- [PROMPT]:
Please go line by line and repeat the data below exactly, with no images.

(Records from a data source)
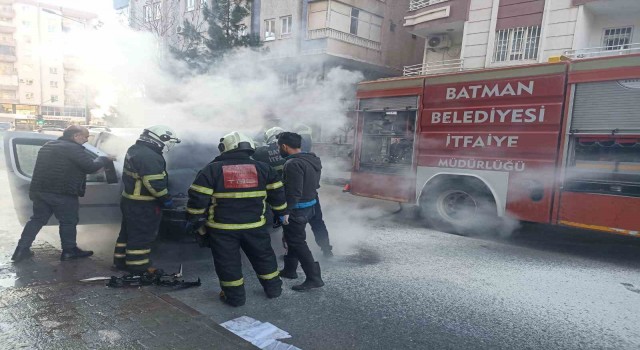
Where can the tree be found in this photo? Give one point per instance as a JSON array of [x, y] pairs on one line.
[[226, 31]]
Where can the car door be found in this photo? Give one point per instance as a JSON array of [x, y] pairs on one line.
[[100, 203]]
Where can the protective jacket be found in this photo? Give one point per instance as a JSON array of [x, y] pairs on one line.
[[230, 192], [270, 154], [145, 174], [302, 179], [62, 166]]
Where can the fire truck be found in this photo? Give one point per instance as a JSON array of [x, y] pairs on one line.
[[555, 143]]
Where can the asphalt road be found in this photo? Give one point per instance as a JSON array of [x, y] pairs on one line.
[[394, 284]]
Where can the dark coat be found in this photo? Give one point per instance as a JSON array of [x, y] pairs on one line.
[[62, 167]]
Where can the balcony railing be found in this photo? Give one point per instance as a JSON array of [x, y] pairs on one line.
[[603, 51], [418, 4], [346, 37], [434, 68]]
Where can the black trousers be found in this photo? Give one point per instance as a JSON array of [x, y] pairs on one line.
[[296, 237], [256, 244], [320, 232], [138, 231], [64, 207]]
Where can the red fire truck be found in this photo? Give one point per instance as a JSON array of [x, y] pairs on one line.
[[551, 143]]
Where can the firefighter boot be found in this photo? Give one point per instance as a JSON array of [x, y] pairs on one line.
[[290, 267], [21, 254], [313, 280]]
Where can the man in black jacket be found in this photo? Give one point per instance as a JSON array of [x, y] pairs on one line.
[[59, 178], [301, 180], [145, 190], [228, 196]]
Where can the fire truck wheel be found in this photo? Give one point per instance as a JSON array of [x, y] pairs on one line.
[[464, 207]]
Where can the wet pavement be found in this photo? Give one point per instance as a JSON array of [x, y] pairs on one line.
[[392, 285]]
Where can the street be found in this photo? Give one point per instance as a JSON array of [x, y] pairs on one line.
[[393, 284]]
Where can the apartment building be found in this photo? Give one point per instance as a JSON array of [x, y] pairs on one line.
[[36, 76], [363, 35], [476, 34]]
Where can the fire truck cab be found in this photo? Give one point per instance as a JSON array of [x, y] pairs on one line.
[[550, 143]]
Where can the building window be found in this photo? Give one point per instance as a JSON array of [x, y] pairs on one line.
[[617, 38], [287, 23], [157, 10], [517, 44], [147, 14], [353, 28], [269, 29]]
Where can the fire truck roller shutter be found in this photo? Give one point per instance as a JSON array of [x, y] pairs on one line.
[[457, 204]]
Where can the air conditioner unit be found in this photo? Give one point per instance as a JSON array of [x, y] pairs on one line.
[[441, 41]]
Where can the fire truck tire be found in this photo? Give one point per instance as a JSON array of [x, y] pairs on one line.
[[459, 206]]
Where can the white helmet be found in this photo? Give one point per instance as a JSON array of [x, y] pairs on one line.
[[163, 135], [271, 134], [236, 141]]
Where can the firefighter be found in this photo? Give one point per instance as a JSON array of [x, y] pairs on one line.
[[145, 192], [301, 179], [228, 197]]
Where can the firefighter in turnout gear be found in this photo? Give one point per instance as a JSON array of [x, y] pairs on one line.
[[228, 196], [145, 192]]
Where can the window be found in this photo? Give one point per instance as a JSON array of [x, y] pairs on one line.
[[617, 38], [517, 44], [353, 29], [157, 10], [269, 29], [147, 14], [387, 142], [287, 23]]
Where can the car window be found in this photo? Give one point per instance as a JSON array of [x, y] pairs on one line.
[[26, 152]]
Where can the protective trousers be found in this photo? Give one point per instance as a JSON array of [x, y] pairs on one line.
[[256, 244], [64, 207], [139, 229], [295, 236]]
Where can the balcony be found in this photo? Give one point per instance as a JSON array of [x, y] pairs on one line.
[[448, 66], [418, 4], [603, 51], [341, 36]]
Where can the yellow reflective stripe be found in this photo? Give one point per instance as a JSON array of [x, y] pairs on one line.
[[147, 183], [132, 174], [235, 283], [274, 185], [214, 224], [280, 207], [201, 189], [137, 262], [250, 194], [137, 188], [138, 251], [138, 197], [269, 276], [195, 211]]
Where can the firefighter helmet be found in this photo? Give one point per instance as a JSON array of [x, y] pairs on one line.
[[271, 134], [163, 135], [236, 141]]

- [ANSWER BELOW]:
Where can the tree be found in this photo? Give one point per instance as a JSON array of [x, y] pairs on one line.
[[226, 31]]
Where can the car door be found in this photo? Give one point per instance as a JSON array of [x, y] pairs on one line.
[[100, 203]]
Where can the protective jacket be found in this photo? Give one point per instance as a JSON array of [x, y] pairs on one line.
[[230, 192], [270, 154], [145, 174], [302, 179], [62, 166]]
Where can the fire truck be found in this photo? Give one point per instance as a JSON array of [x, y] pairs on one line.
[[555, 143]]
Where can the asphalt road be found in this photo? Give one point per instance as a JSON array of [x, y] pairs on one line.
[[394, 284]]
Where can the dark coat be found in this photo? Give one point per instance as a JSON array of [x, y] pairs on one line.
[[62, 167]]
Where can the balcony railing be found in this photo? Give one point per instance as a JSON array of [x, y] pairs on one line.
[[603, 51], [418, 4], [346, 37], [434, 68]]
Where can the black trousers be found in this photo? Give one point per instance as a JSON array of [x, y] pairs on one line.
[[296, 237], [256, 244], [320, 232], [138, 231], [64, 207]]
Where can the red fire truck be found in this photo? Give one point per instance as a JSON array of [x, y] pairs on one line.
[[551, 143]]
Where can the firefighter boot be found in this photo? Give one point per instance as a JSON array of [x, y] pairs on one line.
[[290, 267], [21, 254], [313, 280]]
Where can the man in black jacket be found in this photo? Give one point per instance as a JSON array of [x, y] pairs on one line.
[[59, 178], [301, 180], [145, 190], [228, 196]]
Where can the fire truck wheel be found in this photo? Give one point per instance as a JSON array of [x, y] pairs on one line.
[[464, 207]]
Where can the wet pavement be found in this photo? Give one point per instance as a JSON array of [x, y] pairs on one line.
[[392, 285]]
Where can the street be found in this photo? Give one point per instance as a JSON array of [x, y] pairs on one line.
[[393, 284]]
Where can the apartment building be found in this photo? Give one point per instance as a JSON array of [x, y] pairs on one line.
[[36, 76], [363, 35], [476, 34]]
Where can the fire truck cab be found in this photo? Give one point per instance as a JSON array of [x, y] pairs on one line.
[[550, 143]]
Where can the building window be found in this photo? Give one point per instance as a JSON array of [x, y] pairs on one line.
[[617, 38], [287, 23], [157, 10], [517, 44], [147, 14], [353, 28], [269, 29]]
Where can the fire truck roller shutter be found in this photo? Give one point per instance as a JSON array of [x, y] pairs on one line.
[[457, 204]]
Where can the air conditioner unit be found in this photo? Give one point per instance as a JSON array of [x, y] pairs on one line.
[[441, 41]]
Where can the fire truck tire be found in this photo? Give one point per instance as a JSON array of [x, y] pairs on one line.
[[459, 206]]
Where can the white helmet be found in this photo? Give one point per instance as a JSON array of [x, y] pairs on one line.
[[163, 135], [271, 134], [236, 141]]
Where can the firefighter be found in this photo? Give one point per instance as a JSON array of [x, y] pairs on one line.
[[145, 192], [301, 179], [228, 197]]
Where can the firefighter in turnout gear be found in this photo? Give one point per instance as a JSON array of [x, y] pairs on one line.
[[228, 196], [145, 192]]
Where can the window be found in this photo? Give one point per instance as a JSON array of [x, y] pairs on one line.
[[617, 38], [517, 44], [353, 29], [157, 10], [269, 29], [147, 14], [387, 142], [287, 23]]
Where can the car window be found in this photo? Give one point per instance as a JSON array of [x, y] pairs on one line.
[[26, 152]]
Where can the protective trousers be found in this photo? Give one point per instance as a JSON array of [x, y] pairs on one line.
[[256, 244], [64, 207], [139, 229], [295, 236]]
Where can the balcony be found in this photo? Give one point per instance as a JSON array of [x, y] pairs on one line.
[[448, 66], [418, 4], [603, 51], [341, 36]]
Where can the yellow reflective stripe be found in this photo? Give one point per instance as a JSON array of [x, y] pairs on one line.
[[147, 183], [132, 174], [235, 283], [274, 185], [214, 224], [280, 207], [201, 189], [137, 262], [250, 194], [137, 188], [138, 251], [138, 197], [269, 276], [195, 211]]
Where can the firefighter helmet be found in this photo? Give one point per instance as a JSON array of [x, y] pairs on one line.
[[271, 134], [163, 135], [236, 141]]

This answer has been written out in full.